**Written instruction**: Could you copy out, word for word, the lines from the one containing "Where can you see the blonde" to the one containing "[[188, 27], [83, 141]]", including both of those, while leaving any pictures out?
* START *
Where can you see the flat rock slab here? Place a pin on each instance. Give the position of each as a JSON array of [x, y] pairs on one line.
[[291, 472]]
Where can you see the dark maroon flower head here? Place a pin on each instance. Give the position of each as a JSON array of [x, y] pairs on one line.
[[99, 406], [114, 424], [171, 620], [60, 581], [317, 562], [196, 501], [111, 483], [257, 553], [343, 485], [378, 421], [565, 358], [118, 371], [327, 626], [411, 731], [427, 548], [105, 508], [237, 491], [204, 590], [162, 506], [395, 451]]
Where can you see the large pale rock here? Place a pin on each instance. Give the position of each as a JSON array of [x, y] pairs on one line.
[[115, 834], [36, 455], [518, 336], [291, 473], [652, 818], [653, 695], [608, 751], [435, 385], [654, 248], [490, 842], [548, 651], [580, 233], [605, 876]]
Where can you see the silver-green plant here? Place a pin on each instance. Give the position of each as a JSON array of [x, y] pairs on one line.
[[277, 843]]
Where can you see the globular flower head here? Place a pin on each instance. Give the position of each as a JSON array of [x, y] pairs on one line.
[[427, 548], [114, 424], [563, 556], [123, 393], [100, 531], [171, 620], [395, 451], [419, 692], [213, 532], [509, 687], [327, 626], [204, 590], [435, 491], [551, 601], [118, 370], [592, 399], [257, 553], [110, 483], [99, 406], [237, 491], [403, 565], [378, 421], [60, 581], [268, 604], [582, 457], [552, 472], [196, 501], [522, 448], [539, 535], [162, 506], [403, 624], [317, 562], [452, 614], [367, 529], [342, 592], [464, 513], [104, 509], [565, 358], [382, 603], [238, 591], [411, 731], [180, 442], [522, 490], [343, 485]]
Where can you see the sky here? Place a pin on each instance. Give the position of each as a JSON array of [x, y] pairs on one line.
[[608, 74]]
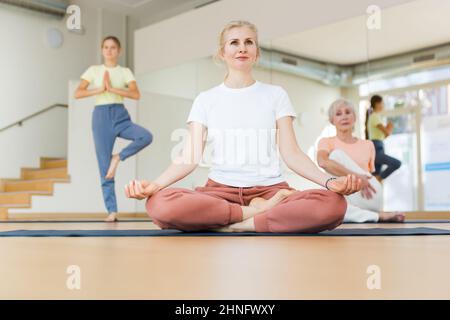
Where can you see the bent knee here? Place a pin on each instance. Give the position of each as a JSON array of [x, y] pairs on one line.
[[163, 206], [334, 207]]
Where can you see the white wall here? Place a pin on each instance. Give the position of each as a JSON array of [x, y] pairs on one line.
[[42, 136], [35, 76], [193, 35], [83, 193], [168, 98]]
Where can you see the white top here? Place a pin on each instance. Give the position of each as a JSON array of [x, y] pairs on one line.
[[242, 131]]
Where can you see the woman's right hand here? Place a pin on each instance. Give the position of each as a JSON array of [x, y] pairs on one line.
[[141, 189], [367, 190]]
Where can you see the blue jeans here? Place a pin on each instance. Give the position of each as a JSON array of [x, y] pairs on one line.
[[110, 121], [382, 158]]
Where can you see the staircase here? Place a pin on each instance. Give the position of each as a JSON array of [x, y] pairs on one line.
[[18, 193]]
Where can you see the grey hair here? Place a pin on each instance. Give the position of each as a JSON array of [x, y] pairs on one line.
[[336, 104]]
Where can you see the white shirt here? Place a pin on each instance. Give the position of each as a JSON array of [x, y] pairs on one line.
[[241, 127]]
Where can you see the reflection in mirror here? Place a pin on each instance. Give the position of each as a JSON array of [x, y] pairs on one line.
[[410, 70]]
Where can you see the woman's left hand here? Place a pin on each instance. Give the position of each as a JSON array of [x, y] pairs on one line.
[[345, 185]]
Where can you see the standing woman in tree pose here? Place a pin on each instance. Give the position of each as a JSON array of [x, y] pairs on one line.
[[111, 84], [245, 190], [377, 131]]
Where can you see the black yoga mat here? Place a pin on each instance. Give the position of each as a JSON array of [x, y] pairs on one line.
[[177, 233]]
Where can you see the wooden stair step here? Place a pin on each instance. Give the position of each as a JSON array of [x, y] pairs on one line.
[[15, 198], [53, 163], [33, 173], [29, 185]]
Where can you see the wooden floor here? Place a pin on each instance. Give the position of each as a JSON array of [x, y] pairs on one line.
[[412, 267]]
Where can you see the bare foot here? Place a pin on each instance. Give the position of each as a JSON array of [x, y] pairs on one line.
[[115, 159], [111, 217], [391, 217], [263, 204]]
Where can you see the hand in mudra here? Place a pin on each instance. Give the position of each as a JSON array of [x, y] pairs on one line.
[[345, 185], [141, 189]]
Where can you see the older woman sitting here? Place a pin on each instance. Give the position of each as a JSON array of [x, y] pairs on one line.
[[345, 154]]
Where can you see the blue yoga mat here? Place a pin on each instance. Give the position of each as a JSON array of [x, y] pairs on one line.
[[149, 220], [72, 221], [177, 233]]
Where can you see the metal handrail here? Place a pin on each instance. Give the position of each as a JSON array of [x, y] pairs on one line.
[[20, 122]]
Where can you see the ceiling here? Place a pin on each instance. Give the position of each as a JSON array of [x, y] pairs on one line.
[[412, 26], [151, 11]]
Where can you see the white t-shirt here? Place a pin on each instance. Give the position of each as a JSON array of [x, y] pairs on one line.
[[242, 132]]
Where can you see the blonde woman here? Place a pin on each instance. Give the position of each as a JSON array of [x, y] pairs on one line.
[[245, 191], [345, 154]]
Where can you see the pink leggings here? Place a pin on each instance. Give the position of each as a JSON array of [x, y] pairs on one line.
[[216, 205]]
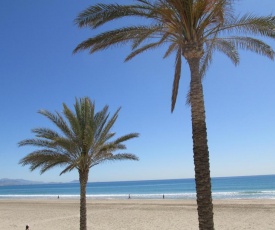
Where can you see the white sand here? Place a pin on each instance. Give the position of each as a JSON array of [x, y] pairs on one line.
[[134, 214]]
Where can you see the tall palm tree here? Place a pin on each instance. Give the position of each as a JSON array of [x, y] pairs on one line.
[[193, 30], [83, 141]]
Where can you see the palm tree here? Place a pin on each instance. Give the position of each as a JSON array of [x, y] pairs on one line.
[[193, 30], [84, 140]]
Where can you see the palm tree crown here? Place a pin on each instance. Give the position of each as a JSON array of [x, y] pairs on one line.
[[188, 27], [83, 141]]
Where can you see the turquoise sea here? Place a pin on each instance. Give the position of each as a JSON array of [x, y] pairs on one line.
[[243, 187]]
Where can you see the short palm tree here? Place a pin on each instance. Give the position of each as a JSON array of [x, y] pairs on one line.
[[83, 141], [193, 30]]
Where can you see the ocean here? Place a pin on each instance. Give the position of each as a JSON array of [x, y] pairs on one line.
[[242, 187]]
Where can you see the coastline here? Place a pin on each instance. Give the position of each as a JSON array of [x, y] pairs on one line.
[[134, 214]]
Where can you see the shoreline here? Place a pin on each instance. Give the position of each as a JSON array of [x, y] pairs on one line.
[[134, 214]]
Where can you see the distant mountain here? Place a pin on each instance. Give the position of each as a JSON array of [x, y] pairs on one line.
[[6, 181]]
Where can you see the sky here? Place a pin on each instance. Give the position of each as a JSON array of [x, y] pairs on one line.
[[39, 71]]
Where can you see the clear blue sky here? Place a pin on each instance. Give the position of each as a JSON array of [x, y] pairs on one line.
[[38, 71]]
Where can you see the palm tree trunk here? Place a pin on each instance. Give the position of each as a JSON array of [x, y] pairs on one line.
[[83, 178], [200, 149]]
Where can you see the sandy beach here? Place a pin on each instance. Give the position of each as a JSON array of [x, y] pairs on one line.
[[134, 214]]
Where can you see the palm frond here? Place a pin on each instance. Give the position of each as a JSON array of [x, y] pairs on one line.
[[115, 37], [250, 24], [95, 16], [251, 44]]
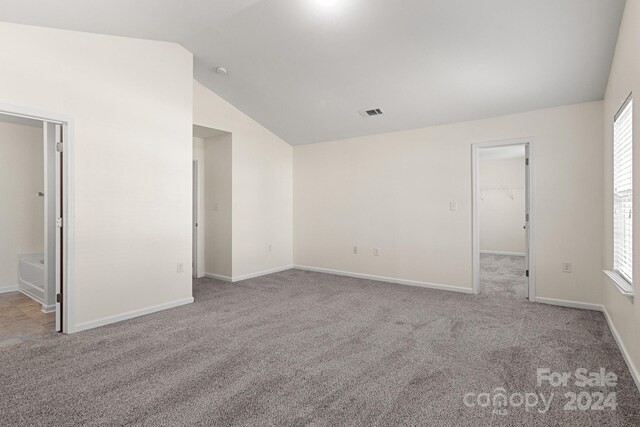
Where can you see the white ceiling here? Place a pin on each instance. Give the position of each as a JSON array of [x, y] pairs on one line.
[[304, 69], [22, 121]]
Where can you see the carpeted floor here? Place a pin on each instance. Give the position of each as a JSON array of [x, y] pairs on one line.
[[503, 275], [300, 348]]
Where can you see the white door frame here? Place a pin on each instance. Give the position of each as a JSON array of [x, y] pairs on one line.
[[195, 220], [68, 240], [475, 225]]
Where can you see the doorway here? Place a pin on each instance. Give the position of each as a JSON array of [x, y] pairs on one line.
[[33, 260], [502, 219]]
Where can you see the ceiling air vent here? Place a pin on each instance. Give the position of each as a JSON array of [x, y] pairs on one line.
[[370, 113]]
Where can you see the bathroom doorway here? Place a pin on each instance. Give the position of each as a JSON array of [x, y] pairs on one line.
[[502, 219], [33, 211]]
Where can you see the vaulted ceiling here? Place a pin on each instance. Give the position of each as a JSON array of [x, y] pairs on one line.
[[305, 68]]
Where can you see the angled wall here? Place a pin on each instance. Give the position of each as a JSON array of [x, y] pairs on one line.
[[261, 187], [131, 102]]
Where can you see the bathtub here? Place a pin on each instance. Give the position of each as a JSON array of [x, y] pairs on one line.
[[31, 276]]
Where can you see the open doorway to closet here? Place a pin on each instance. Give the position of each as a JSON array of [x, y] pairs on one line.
[[32, 178], [211, 203], [502, 219]]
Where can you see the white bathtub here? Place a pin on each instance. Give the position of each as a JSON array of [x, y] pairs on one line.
[[31, 276]]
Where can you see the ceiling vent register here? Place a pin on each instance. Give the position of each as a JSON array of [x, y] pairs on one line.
[[370, 113]]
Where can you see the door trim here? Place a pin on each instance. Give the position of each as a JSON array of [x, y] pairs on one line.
[[475, 197], [68, 199], [195, 220]]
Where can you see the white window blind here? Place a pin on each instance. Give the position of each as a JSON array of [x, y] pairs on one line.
[[623, 191]]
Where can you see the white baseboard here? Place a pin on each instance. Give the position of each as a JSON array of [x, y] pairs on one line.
[[502, 253], [386, 279], [261, 273], [5, 289], [48, 308], [599, 307], [218, 277], [131, 314], [570, 304], [625, 354]]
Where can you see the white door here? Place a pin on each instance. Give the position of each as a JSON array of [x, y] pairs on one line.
[[59, 223]]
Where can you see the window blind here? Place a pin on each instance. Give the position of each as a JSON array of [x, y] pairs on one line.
[[623, 191]]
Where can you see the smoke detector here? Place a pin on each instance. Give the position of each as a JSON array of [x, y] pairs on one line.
[[370, 113]]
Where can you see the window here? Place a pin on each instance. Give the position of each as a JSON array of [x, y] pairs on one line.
[[623, 192]]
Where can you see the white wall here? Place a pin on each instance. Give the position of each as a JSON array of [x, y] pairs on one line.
[[261, 186], [131, 102], [624, 79], [502, 206], [217, 216], [21, 209], [392, 191], [199, 156]]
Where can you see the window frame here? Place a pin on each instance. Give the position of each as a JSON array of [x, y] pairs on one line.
[[623, 281]]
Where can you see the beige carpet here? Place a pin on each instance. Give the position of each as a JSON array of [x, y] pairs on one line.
[[299, 348], [503, 275]]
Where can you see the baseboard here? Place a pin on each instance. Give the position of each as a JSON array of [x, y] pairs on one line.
[[386, 279], [569, 303], [625, 354], [261, 273], [48, 308], [503, 253], [5, 289], [218, 277], [131, 314]]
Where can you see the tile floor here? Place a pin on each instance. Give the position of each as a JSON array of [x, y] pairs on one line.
* END *
**Task response**:
Where can you see the blonde woman here? Place a pin on each instance. Give the position of each as a JSON array of [x, y] pairs on one line.
[[245, 191], [345, 154]]
Where can you see the pink leggings here? Place a pin on each instance. Give the position of each as a JSON array of [x, y] pairs on one line.
[[216, 205]]
Where can you see the white sand here? Place a pin on each instance. Give the position of each as a JSON array of [x, y] pairs on one line.
[[134, 214]]
Where can you see the tall palm tree here? Place a pin on each instance. Give the position of each as a JSON array of [x, y] pairs on one line.
[[193, 30], [83, 141]]
Where can you see the palm tree here? Place a pin on each instance. Give the position of each as a JSON array of [x, y] pairs on one line.
[[193, 30], [84, 140]]
Where can you see the palm tree crown here? Place a pin on each instance. Give the position of each as a JSON array of [x, y] pairs on one line.
[[188, 27], [83, 141]]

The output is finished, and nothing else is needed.